• [Entries from a point annotation set]
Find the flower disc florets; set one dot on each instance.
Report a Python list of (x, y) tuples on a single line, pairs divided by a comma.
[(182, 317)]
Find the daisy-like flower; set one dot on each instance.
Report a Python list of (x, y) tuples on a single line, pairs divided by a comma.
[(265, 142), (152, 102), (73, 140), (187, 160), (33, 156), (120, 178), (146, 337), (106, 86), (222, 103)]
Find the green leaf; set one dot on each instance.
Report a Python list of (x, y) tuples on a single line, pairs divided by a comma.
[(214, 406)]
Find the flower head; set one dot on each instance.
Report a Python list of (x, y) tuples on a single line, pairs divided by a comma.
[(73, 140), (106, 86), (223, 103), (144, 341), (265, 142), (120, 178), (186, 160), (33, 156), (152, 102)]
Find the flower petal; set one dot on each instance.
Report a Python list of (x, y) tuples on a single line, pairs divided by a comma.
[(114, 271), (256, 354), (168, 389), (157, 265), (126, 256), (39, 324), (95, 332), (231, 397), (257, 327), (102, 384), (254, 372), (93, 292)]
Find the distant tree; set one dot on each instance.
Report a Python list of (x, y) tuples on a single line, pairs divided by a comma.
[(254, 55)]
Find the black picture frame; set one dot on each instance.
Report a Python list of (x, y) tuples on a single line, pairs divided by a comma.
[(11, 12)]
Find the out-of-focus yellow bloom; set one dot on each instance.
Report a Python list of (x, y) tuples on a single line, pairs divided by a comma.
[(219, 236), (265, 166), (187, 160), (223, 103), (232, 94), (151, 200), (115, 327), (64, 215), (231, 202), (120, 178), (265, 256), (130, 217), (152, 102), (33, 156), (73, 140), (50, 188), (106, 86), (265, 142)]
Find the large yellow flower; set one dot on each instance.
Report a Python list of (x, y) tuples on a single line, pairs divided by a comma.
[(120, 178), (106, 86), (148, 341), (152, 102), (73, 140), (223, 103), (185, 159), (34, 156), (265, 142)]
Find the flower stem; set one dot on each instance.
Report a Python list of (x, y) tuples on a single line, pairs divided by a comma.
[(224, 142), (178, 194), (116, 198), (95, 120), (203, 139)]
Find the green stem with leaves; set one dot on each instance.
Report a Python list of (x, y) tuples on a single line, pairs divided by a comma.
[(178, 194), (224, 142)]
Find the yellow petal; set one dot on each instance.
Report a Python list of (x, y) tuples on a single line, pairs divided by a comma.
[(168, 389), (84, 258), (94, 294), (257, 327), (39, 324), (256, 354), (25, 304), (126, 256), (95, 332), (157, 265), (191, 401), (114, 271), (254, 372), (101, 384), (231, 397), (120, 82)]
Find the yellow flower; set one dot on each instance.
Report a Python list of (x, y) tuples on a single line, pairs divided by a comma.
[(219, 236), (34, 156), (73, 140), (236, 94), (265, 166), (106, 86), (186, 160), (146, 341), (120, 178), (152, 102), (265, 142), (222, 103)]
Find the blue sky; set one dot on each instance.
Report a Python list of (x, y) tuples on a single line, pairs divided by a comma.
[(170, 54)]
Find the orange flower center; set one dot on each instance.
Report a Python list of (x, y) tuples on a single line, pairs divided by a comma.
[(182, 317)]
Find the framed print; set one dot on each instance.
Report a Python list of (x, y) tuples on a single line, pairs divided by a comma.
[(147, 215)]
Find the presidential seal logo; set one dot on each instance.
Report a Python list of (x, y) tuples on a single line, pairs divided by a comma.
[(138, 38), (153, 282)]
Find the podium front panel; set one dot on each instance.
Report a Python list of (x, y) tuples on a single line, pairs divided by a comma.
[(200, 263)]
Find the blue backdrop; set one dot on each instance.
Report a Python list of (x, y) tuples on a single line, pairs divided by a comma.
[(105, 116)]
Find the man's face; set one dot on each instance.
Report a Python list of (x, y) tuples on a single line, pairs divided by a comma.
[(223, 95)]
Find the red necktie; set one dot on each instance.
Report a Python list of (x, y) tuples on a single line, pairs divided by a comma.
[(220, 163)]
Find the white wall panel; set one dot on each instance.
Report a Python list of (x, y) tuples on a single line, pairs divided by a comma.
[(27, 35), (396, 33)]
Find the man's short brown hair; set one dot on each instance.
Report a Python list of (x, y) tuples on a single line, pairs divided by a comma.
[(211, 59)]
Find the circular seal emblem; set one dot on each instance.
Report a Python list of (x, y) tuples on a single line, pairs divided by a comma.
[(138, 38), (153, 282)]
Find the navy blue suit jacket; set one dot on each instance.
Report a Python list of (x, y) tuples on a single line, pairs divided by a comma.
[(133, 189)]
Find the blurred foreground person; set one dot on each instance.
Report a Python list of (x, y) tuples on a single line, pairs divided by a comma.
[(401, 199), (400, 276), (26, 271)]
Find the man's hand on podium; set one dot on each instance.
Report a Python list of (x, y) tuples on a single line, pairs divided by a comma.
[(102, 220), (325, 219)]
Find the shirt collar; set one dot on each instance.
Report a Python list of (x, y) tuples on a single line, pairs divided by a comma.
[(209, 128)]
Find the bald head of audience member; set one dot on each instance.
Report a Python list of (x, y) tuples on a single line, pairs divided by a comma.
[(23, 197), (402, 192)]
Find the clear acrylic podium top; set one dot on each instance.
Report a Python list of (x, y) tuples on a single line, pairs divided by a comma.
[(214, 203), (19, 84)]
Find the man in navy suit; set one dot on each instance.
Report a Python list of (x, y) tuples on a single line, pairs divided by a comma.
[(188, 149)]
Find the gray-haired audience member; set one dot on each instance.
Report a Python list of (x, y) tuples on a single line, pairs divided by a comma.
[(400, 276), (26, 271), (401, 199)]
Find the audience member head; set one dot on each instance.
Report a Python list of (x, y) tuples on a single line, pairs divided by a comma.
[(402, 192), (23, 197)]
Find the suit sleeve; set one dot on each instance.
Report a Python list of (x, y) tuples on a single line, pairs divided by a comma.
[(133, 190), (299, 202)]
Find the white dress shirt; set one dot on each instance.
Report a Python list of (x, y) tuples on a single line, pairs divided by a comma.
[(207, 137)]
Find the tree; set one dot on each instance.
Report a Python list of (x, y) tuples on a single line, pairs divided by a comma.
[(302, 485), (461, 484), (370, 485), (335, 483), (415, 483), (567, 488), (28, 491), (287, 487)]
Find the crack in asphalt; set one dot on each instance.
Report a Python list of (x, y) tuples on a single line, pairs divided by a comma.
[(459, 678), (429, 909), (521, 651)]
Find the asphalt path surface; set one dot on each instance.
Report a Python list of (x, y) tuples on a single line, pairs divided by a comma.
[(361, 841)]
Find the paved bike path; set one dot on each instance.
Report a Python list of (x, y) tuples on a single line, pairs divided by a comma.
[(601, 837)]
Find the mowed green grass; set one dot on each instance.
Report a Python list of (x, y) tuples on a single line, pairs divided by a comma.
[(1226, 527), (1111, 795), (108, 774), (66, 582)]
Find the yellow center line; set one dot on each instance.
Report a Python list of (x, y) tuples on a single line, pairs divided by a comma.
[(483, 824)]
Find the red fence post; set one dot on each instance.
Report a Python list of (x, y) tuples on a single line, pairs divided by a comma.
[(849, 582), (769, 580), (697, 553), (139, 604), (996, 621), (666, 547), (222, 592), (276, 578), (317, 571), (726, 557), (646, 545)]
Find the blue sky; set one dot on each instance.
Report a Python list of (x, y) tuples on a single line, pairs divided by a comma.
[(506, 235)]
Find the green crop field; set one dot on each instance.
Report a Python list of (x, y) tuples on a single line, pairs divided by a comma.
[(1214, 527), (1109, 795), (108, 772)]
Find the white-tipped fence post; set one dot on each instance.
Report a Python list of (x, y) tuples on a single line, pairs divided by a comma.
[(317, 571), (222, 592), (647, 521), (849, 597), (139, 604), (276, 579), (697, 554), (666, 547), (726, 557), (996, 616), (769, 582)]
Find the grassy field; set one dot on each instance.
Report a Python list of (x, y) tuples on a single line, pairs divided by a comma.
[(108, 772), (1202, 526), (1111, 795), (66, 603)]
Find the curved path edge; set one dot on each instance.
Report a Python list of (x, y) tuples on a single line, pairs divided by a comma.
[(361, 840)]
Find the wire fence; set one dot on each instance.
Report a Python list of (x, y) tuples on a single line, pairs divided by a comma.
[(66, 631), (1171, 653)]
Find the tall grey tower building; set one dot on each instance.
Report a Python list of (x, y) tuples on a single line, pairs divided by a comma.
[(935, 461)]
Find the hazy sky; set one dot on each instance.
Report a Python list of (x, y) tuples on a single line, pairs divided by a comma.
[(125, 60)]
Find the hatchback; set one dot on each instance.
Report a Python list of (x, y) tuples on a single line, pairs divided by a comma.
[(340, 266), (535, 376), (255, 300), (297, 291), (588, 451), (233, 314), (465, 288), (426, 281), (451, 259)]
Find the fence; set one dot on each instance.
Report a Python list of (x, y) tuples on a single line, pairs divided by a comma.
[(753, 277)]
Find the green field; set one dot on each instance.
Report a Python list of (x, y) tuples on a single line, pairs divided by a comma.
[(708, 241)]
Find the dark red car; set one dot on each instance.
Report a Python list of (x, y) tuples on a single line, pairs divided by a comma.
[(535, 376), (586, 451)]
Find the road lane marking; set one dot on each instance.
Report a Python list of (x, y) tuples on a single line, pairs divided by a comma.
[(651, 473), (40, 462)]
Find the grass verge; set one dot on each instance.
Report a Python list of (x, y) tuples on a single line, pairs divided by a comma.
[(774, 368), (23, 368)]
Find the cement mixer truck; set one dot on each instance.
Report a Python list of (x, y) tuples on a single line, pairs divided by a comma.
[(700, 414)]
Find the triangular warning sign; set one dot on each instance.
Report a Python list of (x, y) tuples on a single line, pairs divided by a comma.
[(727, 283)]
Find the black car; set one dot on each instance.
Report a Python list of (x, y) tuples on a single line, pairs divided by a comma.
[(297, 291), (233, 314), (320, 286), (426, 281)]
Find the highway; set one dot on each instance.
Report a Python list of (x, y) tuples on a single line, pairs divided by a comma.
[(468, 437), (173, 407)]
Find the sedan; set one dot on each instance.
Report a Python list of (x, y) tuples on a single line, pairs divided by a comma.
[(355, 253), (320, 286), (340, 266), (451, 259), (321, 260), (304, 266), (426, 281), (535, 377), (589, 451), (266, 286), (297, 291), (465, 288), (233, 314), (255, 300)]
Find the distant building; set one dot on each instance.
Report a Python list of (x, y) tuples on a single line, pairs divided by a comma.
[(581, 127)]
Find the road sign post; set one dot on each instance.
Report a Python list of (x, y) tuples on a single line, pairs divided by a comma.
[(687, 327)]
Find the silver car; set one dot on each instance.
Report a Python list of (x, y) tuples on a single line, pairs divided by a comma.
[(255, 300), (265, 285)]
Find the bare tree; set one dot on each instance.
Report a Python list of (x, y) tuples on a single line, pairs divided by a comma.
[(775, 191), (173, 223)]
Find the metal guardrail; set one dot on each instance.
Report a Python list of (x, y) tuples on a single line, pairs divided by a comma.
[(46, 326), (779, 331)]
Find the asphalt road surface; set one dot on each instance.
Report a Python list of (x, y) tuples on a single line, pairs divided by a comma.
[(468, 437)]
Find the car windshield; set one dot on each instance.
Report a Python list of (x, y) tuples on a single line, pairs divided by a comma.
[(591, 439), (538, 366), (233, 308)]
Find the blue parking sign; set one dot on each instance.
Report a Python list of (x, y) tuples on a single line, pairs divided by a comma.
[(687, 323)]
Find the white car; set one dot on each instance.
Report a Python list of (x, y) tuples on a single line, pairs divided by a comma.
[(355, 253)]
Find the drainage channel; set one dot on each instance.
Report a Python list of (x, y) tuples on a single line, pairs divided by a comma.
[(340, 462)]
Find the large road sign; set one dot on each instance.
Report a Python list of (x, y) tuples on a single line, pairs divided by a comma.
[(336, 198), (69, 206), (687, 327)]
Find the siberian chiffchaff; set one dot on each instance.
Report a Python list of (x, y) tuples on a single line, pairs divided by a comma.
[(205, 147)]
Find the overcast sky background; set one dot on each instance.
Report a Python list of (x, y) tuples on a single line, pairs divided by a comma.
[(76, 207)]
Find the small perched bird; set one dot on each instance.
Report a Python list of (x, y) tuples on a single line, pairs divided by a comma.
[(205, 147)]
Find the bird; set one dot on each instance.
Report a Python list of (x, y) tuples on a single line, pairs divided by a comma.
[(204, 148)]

• [Written task] Express the lines of the listing from the one containing "Find the tree; set one dot on each instance." through the one containing "[(459, 678), (429, 909), (521, 651)]", both included, as a JSON list of strings with one string per line and blank lines left out.

• [Complete response]
[
  "Find the tree; set one dot on each instance.",
  "Report a Python list of (x, y) tuples on a single line, pairs divided by a comma.",
  "[(302, 485), (461, 484), (370, 485), (335, 483), (415, 483), (567, 488), (28, 491), (287, 487)]",
  "Find the crack in asphalt; set one dot on each instance.",
  "Report a Python list of (x, y) tuples on a single line, pairs divided by a comma.",
  "[(459, 678), (429, 909), (521, 651)]"
]